Return the records exactly as they stand, and keep the pictures out of the copy.

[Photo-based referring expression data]
■ ■ ■ ■ ■
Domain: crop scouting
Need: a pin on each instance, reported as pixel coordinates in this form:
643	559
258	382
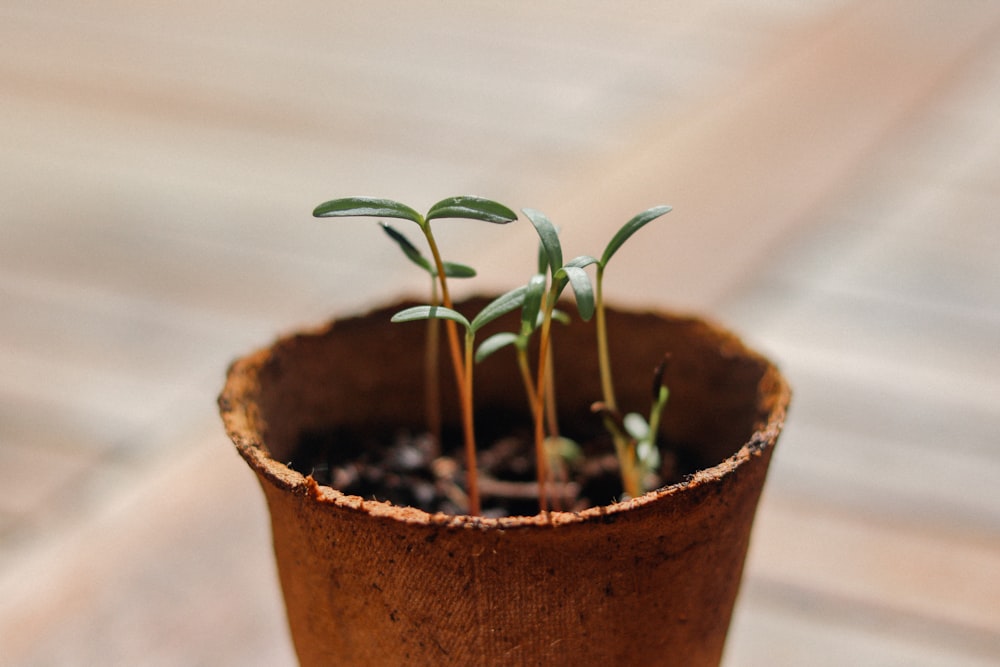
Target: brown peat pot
649	581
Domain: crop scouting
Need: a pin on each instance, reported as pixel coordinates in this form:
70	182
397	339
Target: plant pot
649	581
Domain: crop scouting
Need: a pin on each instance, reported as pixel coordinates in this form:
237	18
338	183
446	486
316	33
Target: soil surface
413	469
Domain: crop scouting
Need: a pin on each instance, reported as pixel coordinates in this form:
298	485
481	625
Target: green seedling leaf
582	261
367	206
636	426
501	305
583	290
455	270
543	260
472	208
532	303
630	228
563	449
451	269
549	236
495	342
408	248
561	316
429	312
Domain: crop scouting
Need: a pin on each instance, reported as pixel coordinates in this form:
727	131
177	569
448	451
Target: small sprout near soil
634	436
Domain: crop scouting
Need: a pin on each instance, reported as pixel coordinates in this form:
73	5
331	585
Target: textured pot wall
648	582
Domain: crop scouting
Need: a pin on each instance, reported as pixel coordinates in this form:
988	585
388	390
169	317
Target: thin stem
432	376
525	368
551	415
451	327
472	476
541	457
603	357
624	449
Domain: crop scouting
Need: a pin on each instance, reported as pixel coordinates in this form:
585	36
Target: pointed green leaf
532	303
501	305
583	290
367	206
549	236
543	260
636	426
428	312
494	343
630	228
561	316
451	269
472	208
407	247
582	261
456	270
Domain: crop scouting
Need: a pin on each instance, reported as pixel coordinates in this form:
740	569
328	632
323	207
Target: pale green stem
468	429
541	456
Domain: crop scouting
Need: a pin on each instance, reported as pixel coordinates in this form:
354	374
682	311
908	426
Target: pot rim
773	396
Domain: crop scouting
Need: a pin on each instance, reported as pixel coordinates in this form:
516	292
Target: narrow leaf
636	426
582	261
630	228
451	269
429	312
367	206
549	236
543	260
455	270
472	208
407	247
532	303
495	342
501	305
583	290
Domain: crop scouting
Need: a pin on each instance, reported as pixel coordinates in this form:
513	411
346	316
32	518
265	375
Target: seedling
432	383
634	436
472	208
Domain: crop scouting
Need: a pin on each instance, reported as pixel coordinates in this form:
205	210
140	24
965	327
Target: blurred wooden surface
835	172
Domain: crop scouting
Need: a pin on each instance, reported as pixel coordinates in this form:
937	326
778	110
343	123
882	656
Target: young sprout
560	275
635	437
499	306
432	383
466	207
631	477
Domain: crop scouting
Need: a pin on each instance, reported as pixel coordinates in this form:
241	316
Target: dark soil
410	468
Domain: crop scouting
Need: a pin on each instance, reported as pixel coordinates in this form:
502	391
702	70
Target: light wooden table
835	173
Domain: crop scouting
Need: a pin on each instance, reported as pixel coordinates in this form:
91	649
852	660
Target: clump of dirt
411	468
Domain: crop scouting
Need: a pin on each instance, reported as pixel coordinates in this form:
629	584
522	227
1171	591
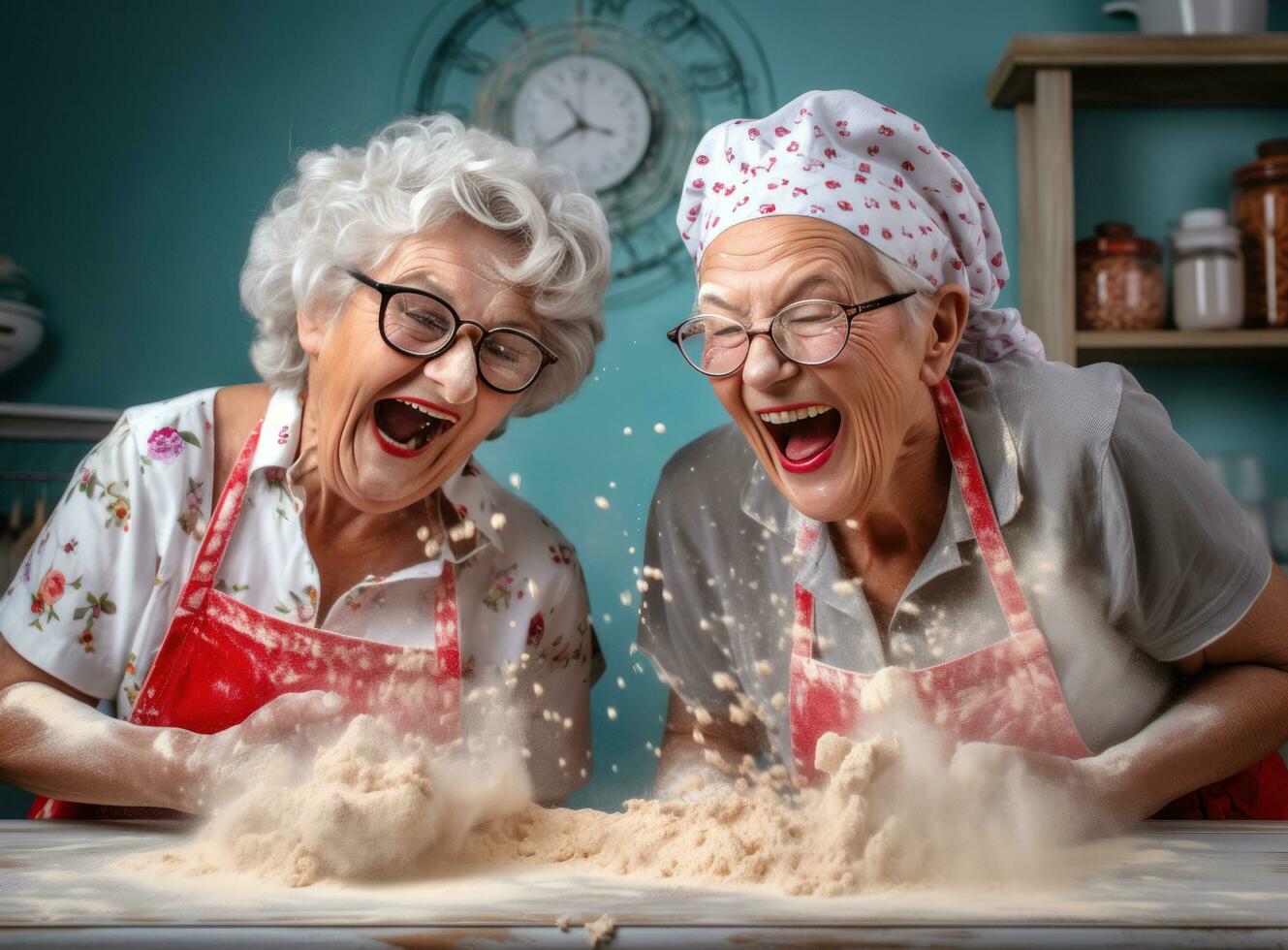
■ ■ ■ ■ ■
• **RESPONSE TO THIS EXERCISE**:
Domain: crop scouting
Need: a pin on each instance, reported as pixel coordinates in this form:
643	559
258	382
Target: brown peat pot
649	581
Domain: crop scouting
Need: a pin on each instance, reported as pixel coordinates in this form:
70	182
397	339
Target: plant pot
649	581
Domain: crop scouting
Need: a pin on each instance, reported as pixel coordinates in this form:
237	18
338	183
446	486
316	33
Target: soil surface
413	469
Domain: crop scouting
Need: a pin on each instance, reported as pixel coordinates in this form:
298	485
481	625
Target: green seedling leaf
582	261
367	206
636	426
501	305
583	290
455	270
543	260
472	208
532	303
630	228
563	449
451	269
549	236
495	342
408	248
561	316
429	312
Domain: crop scouting
Need: a pin on each instance, reported as pixel coordinates in this form:
727	131
177	569
448	451
Target: small sprout near soil
634	436
Domain: crop scouting
Need: a pin on each instance, reported as pixel coordinates in this form:
73	5
331	585
Target: textured pot wall
648	582
Domain: crop scouting
Need: a pin on each instance, reported as pixel coordinates in this form:
988	585
388	390
169	317
Target: thin stem
432	376
525	368
551	415
451	327
472	476
541	457
603	357
624	449
Domain: crop scouting
Need: a pin on each instance, reported as pixel coordinates in this form:
585	36
Target: pointed green leaf
532	303
501	305
583	290
367	206
549	236
543	260
636	426
428	312
494	343
630	228
561	316
451	269
472	208
407	247
582	261
456	270
Domain: crop scouting
Need: a pin on each instance, reported as pixel coordinates in this form:
740	569
328	632
323	207
Target: pale green stem
468	429
541	456
Domain: crop scouting
Need: a pin on each instance, reported as pixel coordinates in this form:
354	374
682	311
908	426
Target: pot rim
773	396
Domain: crop scouting
Need: a pin on each instance, reported as pixel coordinates in this form:
516	292
Target: narrow leaf
636	426
582	261
630	228
451	269
429	312
367	206
549	236
543	260
455	270
472	208
407	247
532	303
495	342
501	305
583	290
Domain: crop scouting
Need: a pin on each instance, reported as pixel coordinates in this form:
513	411
346	316
32	518
265	375
Target: seedling
432	383
634	436
472	208
Domain: crop scouting
Need: a pin on each instance, reported as pixel coordinates in this form:
205	210
140	24
965	327
Target: blurred wooden surface
835	172
Domain: crop scouting
Need: a pin on each instance, reported as pixel coordinates in this form:
937	326
778	110
343	123
882	656
Target: young sprout
560	275
635	437
499	306
432	383
466	207
631	477
Domain: crop scouting
Need: a pin on each instance, reported as pixel coordinates in this form:
241	316
Target: dark soil
410	468
Domain: crop scouting
Need: a pin on each instance, reported as pixel coordinates in this form:
502	391
702	70
Target: light wooden table
835	173
Domain: crop scouting
Need: a pin on each instance, reported as pixel coordinates in this form:
91	649
852	660
Target: clump of dirt
411	468
Domain: crop scouting
Need: a pin on each instance, reported as pixel coordinates in this form:
629	584
522	227
1171	591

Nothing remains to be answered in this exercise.